▸ **Do this**
From the data below, extract verbatim the lines starting at the one that contains "dark tiled roof." and ending after the one that contains "(0, 121), (240, 180)". Omit the pictures from your answer.

▸ **Record set**
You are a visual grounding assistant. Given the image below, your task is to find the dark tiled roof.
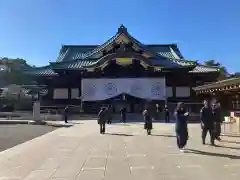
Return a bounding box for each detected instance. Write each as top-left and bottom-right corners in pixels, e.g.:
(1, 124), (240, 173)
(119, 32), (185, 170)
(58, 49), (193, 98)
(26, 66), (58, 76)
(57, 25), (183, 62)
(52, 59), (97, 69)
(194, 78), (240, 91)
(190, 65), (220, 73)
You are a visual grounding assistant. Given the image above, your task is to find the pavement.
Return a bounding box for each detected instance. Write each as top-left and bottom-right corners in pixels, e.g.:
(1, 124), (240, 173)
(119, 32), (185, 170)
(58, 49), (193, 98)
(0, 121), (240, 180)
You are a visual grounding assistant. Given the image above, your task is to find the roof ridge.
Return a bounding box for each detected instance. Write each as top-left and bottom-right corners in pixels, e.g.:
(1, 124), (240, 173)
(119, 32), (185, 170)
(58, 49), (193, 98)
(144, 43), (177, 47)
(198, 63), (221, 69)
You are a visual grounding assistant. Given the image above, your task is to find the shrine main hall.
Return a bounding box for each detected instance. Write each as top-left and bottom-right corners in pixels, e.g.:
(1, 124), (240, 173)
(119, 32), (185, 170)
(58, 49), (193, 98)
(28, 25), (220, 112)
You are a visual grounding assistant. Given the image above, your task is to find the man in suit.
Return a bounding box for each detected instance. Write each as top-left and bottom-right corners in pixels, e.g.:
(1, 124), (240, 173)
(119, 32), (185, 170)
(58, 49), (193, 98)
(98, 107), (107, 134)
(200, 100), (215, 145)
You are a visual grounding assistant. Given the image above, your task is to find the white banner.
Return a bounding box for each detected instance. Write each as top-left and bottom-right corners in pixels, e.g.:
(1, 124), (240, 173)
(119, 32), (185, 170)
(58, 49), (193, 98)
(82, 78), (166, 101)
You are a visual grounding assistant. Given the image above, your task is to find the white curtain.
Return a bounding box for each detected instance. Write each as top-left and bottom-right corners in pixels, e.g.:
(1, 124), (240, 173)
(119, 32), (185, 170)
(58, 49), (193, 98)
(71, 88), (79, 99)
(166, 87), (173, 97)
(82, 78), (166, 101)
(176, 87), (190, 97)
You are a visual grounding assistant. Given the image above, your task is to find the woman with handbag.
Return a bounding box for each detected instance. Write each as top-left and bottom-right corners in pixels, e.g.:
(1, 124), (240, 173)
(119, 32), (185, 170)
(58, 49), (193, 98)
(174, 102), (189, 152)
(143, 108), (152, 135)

--

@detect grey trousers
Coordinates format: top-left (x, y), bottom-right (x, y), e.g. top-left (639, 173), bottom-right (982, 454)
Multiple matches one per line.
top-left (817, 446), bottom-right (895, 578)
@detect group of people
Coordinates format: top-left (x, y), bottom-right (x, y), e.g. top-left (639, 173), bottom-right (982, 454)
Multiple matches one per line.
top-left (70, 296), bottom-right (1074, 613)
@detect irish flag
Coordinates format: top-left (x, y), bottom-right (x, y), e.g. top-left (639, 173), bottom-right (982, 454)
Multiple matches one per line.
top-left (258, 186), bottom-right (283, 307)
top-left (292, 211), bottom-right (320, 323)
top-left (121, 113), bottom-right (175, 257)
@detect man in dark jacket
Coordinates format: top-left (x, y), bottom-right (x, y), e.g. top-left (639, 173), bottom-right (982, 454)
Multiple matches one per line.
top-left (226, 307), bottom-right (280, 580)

▸ **Reply**
You are a visual grounding assistant. Given the image below, your task is to find the dark tiled roof.
Return a bounding box for each detected instance. Write each as top-left and bottom-right corners in pixels, e.g.:
(1, 124), (240, 173)
(119, 32), (185, 170)
(58, 49), (193, 98)
(26, 66), (58, 76)
(57, 25), (183, 62)
(52, 59), (97, 69)
(194, 78), (240, 91)
(190, 65), (220, 73)
You are a visual grounding assistant. Given the image above, your task is to find the pavement.
Return a bounding box for each detected instance. Write each as top-left and bottom-right corners in pixels, e.g.:
(1, 124), (240, 173)
(119, 32), (185, 170)
(58, 49), (193, 98)
(0, 121), (240, 180)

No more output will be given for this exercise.